> [ЗАДАНИЕ A] Перечислите всё, что названо в отрывке при описании «так называемого прекрасного света» до слов о мильонах, которые истрачивают на балы.

Для убеждения читателей, что мы говорим это не произвольно, не вследствие какого-нибудь предубеждения, выписываем из романа небольшой отрывок, из которого можно видеть, как понимает автор образованных людей и каким образом излагает он свои понятия о разных вещах.
– Что я слышу? Это говорите вы, графиня – женщина светская, блестящая! Я полагал, что поэзия общества для вас милее поэзии природы…
Тут Герман, увлеченный этим разговором, сказал князю Р ***:
– О! Ипполит, если бы ты коротко знал жену мою, ты не удивлялся бы словам ее. Поверь, мой друг, трудно, однако ж возможно соединить поэзию общества с поэзиею природы. Я часто смеюсь над этими угрюмыми философами, которые пишут толстые книги о людях, зная их только из книг же. Они напрасно думают, что в гостиных бродят одни пустые женщины. Нет, мой друг! в них есть достойные, необыкновенные женщины!.. Вот, – продолжал Герман, показывая на графиню, – пример перед тобою!..
– Послушайте, князь, – заметила Альма, – вы не слишком доверяйте другу вашему, когда он говорит о мне. Он принадлежит к числу тех немногих мужей, которые льстят женам своим – то есть льстят неумышленно, от чистого сердца. Герман успел убедить себя в таких высоких достоинствах жены своей, каких она вовсе не имеет.
– Вы запрещаете мне верить Герману, графиня, – возразил Ипполит, – позвольте же мне верить по крайней мере собственному моему убеждению.
– Только не увлекайтесь, князь, мнением моего мужа. Он судья мой пристрастный. Но теперешний разговор наш походит на обыкновенные гостиные учтивости. Оставим их. Они хороши там, где людям тошно под тяжелыми каменными сводами: они неуместны под открытым небом. Забудем эту прозу. Здесь все дышит поэзией. Будемте говорить об ней, она редкая гостья в нашей жизни!.. Точно, и в обществе есть поэзия: но многие ли чувствуют ее? Вы не меньше моего знаете наши общества. Дайте волю памяти. Представьте нам так называемый прекрасный свет. Блестящие, великолепные дома, на паркете цветущие сады всех климатов, прелестная музыка, соединение красоты… мильоны истрачивают на балы, и прекрасные балы, – для чего же? – для того, чтобы выказать холодную, мраморную красоту Зизи, какой-нибудь Мими; чтоб выставить на паркете бездушные истуканы, для которых в наш век бесчудесный нет Пигмалионов; чтоб рассадить ходячие восковые кабинеты (?) за зеленые сады; чтоб взмостить на ходули пигмеев; чтоб в праздничные слова одеть буднишние мысли… Не правда ли, в этой поэтической раме – какая прозаическая картина! согласитесь, что для нее не нужны ни волшебные звуки, ни аромат Востока… А наши бальные сборища не похожи ли на эту картину? Как мало исключений, князь! как мало у нас жизни! мы танцуем, играем в вист – мы не веселимся даже… (Ч. 1, стр. 115–116).

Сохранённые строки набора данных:
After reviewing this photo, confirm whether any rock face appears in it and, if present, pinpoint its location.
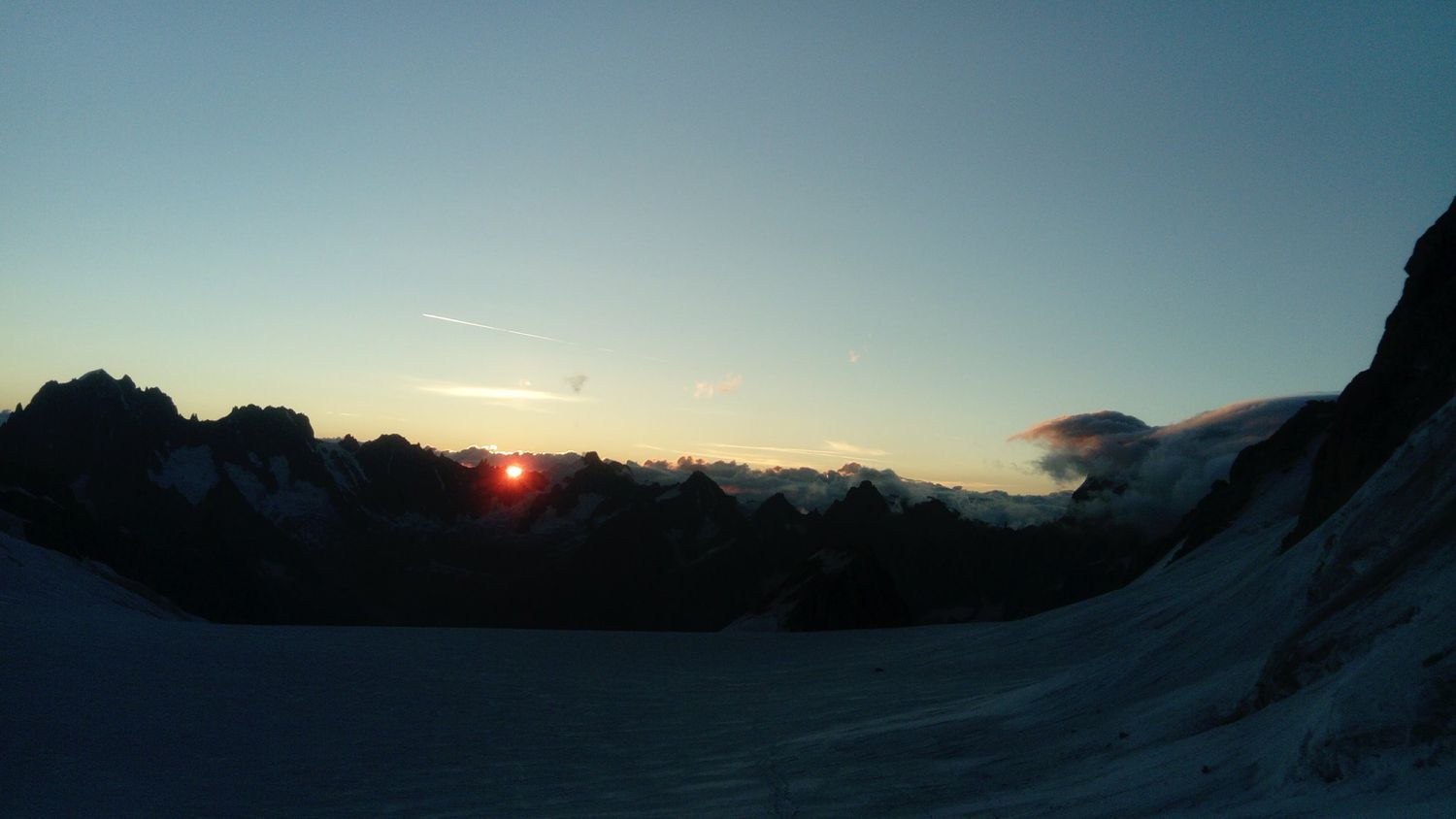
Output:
[1286,194,1456,545]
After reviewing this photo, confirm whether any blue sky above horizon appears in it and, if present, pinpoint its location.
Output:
[0,3,1456,492]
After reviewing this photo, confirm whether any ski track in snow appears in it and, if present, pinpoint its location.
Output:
[0,408,1456,818]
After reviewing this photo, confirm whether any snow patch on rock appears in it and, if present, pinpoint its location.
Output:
[149,446,217,507]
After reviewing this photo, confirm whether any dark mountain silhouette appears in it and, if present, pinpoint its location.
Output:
[0,204,1456,634]
[0,371,1165,630]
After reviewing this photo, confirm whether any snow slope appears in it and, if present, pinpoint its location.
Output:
[0,406,1456,818]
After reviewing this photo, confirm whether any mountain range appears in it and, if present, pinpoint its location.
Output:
[0,196,1456,818]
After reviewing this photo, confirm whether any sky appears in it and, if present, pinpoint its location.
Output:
[0,1,1456,492]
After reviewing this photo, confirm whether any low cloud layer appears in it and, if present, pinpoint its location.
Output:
[1013,396,1325,530]
[628,455,1071,527]
[442,446,1072,527]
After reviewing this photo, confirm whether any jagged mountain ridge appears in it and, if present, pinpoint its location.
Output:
[0,371,1153,630]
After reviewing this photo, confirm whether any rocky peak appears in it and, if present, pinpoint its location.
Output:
[1286,194,1456,544]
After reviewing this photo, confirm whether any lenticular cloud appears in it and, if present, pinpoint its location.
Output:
[1012,396,1324,530]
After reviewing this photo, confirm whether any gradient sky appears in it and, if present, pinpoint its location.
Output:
[0,0,1456,492]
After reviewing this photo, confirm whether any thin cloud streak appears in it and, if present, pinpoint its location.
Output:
[421,312,672,364]
[421,312,573,344]
[824,440,890,455]
[419,384,591,403]
[702,441,888,461]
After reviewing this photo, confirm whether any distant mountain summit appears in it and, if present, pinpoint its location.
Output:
[1289,194,1456,542]
[0,202,1456,634]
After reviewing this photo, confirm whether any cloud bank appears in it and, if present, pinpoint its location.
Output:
[1012,396,1328,530]
[440,446,1072,527]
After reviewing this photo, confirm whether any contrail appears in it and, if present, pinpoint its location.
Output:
[421,312,577,346]
[421,312,672,364]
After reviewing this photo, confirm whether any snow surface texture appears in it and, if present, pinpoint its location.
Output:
[0,406,1456,818]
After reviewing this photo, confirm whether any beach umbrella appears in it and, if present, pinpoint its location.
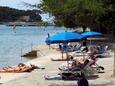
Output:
[46,32,83,59]
[81,31,102,38]
[46,32,84,44]
[46,32,83,69]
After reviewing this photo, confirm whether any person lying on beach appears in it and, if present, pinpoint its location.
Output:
[0,63,37,73]
[51,55,73,61]
[58,59,82,70]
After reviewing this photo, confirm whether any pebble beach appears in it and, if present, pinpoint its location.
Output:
[0,45,115,86]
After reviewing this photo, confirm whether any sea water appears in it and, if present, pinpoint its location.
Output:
[0,25,66,68]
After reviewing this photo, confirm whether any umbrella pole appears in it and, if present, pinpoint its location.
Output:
[61,50,63,60]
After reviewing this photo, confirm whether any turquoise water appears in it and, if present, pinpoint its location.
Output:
[0,25,66,68]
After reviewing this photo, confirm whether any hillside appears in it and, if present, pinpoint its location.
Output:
[0,7,41,22]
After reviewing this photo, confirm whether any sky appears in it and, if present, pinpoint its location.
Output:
[0,0,40,10]
[0,0,52,21]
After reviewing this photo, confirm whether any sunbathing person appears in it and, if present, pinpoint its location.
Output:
[0,63,37,73]
[59,60,81,70]
[51,55,73,61]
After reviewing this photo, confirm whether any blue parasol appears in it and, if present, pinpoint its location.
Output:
[81,31,102,38]
[46,32,84,44]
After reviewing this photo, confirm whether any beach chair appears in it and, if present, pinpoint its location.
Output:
[59,59,89,79]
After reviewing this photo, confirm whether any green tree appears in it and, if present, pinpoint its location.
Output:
[38,0,115,33]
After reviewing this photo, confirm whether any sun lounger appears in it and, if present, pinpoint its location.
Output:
[59,60,89,79]
[0,64,38,73]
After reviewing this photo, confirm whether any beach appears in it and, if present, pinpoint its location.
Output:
[0,45,115,86]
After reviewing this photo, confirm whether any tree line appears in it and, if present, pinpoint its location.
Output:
[0,7,41,22]
[38,0,115,36]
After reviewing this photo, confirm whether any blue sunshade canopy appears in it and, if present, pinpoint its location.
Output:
[81,31,102,38]
[46,32,83,44]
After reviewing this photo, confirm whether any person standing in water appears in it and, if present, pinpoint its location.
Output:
[13,24,16,33]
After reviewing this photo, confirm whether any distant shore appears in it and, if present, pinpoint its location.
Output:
[0,22,55,26]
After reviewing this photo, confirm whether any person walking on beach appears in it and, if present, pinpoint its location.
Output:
[77,74,89,86]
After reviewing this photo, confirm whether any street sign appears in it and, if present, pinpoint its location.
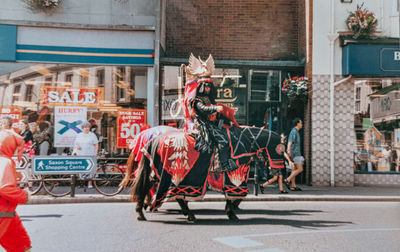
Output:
[32,156,97,175]
[12,156,29,170]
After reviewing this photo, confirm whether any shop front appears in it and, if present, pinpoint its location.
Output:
[342,39,400,185]
[0,25,157,156]
[161,62,305,138]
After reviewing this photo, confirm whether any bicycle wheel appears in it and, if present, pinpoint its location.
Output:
[43,175,71,197]
[93,165,124,196]
[27,174,43,195]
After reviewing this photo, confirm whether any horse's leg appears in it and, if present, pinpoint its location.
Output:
[232,199,242,210]
[176,199,196,223]
[136,200,146,221]
[119,152,136,187]
[225,199,239,220]
[176,199,189,216]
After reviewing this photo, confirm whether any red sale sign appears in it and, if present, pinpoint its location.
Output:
[117,109,146,149]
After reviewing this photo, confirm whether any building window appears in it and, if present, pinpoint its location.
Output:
[12,85,21,104]
[96,69,104,87]
[115,67,126,101]
[250,70,281,102]
[79,69,89,87]
[65,73,74,86]
[354,78,400,173]
[25,85,33,102]
[44,76,53,86]
[356,101,361,113]
[356,87,361,100]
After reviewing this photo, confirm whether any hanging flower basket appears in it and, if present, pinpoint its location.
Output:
[24,0,62,13]
[282,76,308,100]
[346,3,378,39]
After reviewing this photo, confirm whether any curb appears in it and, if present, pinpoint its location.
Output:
[28,194,400,205]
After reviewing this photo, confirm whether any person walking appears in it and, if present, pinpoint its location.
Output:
[283,118,304,191]
[19,120,35,157]
[73,121,99,188]
[0,117,31,251]
[260,134,294,194]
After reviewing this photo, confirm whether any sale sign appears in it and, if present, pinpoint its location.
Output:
[40,86,104,107]
[0,106,22,132]
[54,107,87,147]
[117,109,146,149]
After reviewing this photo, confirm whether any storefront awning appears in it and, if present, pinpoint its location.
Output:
[342,39,400,76]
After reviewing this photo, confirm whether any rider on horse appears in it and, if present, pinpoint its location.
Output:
[185,54,238,171]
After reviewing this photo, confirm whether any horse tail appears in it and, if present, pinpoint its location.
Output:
[119,152,137,187]
[131,155,151,202]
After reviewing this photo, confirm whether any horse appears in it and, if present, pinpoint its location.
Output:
[131,126,284,222]
[119,125,179,187]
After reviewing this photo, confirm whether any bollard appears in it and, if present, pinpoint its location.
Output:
[254,161,259,196]
[70,174,76,197]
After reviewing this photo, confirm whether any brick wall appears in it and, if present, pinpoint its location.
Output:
[165,0,304,60]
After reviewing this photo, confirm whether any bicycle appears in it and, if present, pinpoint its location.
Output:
[43,159,124,197]
[13,143,43,195]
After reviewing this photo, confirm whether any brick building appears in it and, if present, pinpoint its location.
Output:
[160,0,309,182]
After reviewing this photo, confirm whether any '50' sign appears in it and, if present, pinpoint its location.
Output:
[117,109,146,148]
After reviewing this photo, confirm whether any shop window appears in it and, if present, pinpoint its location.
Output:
[79,69,89,87]
[115,67,126,102]
[354,79,400,173]
[25,85,33,102]
[250,70,281,102]
[356,87,361,100]
[44,76,53,86]
[356,101,361,113]
[65,73,74,86]
[96,69,104,87]
[12,85,21,104]
[0,63,147,156]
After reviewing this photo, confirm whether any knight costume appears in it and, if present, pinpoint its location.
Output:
[185,54,238,171]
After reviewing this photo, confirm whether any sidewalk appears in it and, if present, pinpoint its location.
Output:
[29,184,400,204]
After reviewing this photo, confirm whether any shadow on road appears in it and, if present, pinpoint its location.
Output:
[148,209,353,229]
[19,214,63,221]
[148,216,353,229]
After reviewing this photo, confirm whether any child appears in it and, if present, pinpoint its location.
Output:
[260,134,294,194]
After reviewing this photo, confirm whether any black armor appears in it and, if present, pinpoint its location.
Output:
[191,78,238,171]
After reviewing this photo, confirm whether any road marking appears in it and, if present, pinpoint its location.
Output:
[246,248,285,252]
[213,228,400,248]
[213,236,264,248]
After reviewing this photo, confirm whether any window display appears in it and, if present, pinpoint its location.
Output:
[354,79,400,173]
[0,63,147,155]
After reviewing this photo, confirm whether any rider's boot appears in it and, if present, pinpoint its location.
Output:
[219,146,238,171]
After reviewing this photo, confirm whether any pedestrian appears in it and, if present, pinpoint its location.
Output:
[260,134,294,194]
[33,121,51,156]
[283,118,304,191]
[19,120,35,157]
[73,121,99,188]
[0,117,31,251]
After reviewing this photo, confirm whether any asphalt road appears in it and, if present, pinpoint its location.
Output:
[10,202,400,252]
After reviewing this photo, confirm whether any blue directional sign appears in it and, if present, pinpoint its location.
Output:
[32,156,97,175]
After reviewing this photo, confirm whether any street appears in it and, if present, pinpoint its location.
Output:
[12,201,400,252]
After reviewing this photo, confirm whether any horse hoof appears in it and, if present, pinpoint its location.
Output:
[228,213,239,221]
[187,215,196,223]
[137,214,146,221]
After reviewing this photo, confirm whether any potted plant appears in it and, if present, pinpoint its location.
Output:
[282,76,308,100]
[25,0,62,13]
[346,3,378,39]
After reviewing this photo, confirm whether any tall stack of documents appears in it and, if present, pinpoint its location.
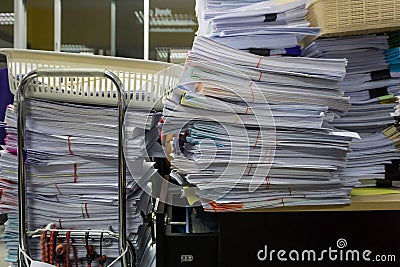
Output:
[196,0,319,55]
[1,100,161,266]
[304,34,400,185]
[163,37,358,211]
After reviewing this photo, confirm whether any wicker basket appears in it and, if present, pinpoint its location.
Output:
[307,0,400,37]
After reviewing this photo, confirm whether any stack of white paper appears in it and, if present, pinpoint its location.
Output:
[304,35,400,185]
[162,37,357,211]
[1,100,160,266]
[196,0,319,55]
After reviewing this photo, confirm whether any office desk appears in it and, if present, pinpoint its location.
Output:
[157,194,400,267]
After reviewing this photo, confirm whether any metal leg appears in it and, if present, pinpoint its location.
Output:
[17,69,130,267]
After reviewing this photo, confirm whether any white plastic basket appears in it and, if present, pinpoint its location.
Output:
[0,49,183,109]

> [ЗАДАНИЕ B] Перепишите без изменений строки, начиная со строки с «After reviewing this photo, confirm whether any street appears» и по последнюю строку включительно. Изображения в ответ не включайте.

> [ГОТОВЫЙ ОТВЕТ A]
- блестящие, великолепные дома
- на паркете цветущие сады всех климатов
- прелестная музыка
- соединение красоты

> [ГОТОВЫЙ ОТВЕТ B]
After reviewing this photo, confirm whether any street appears in it and, if present, pinpoint its location.
Output:
[12,201,400,252]
After reviewing this photo, confirm whether any horse hoof appears in it and, if present, pinpoint its location.
Output:
[228,213,239,221]
[187,215,196,223]
[137,214,146,221]
After reviewing this photo, confirm whether any potted plant appears in it and, if present, pinpoint its location.
Output:
[282,76,308,100]
[25,0,62,13]
[346,3,378,39]
After reviewing this photo, confirm whether any tall stack of documents appears in it and, if present, pinpoint its location.
Output:
[196,0,319,55]
[1,100,161,266]
[304,34,400,185]
[163,37,358,211]
After reviewing this photo, confirm whether any wicker basket appears in it and, if present, pinpoint its location.
Output:
[307,0,400,37]
After reviewing this photo, confirm whether any stack of white paper appears in it and, if present, pinpoint its location.
Output:
[304,35,400,185]
[162,37,357,211]
[1,100,160,266]
[196,0,319,55]
After reviewing this photo, confirm whether any office desk appears in it and, if present, pinpoint its location.
Output:
[157,194,400,267]
After reviewing this photo, confirm whether any metal leg appears in it and, if present, pinpoint its location.
Output:
[17,69,130,267]
After reviewing this photo, confirm whether any white plastic basket appears in it and, if present, pinpoint its location.
Output:
[0,49,183,109]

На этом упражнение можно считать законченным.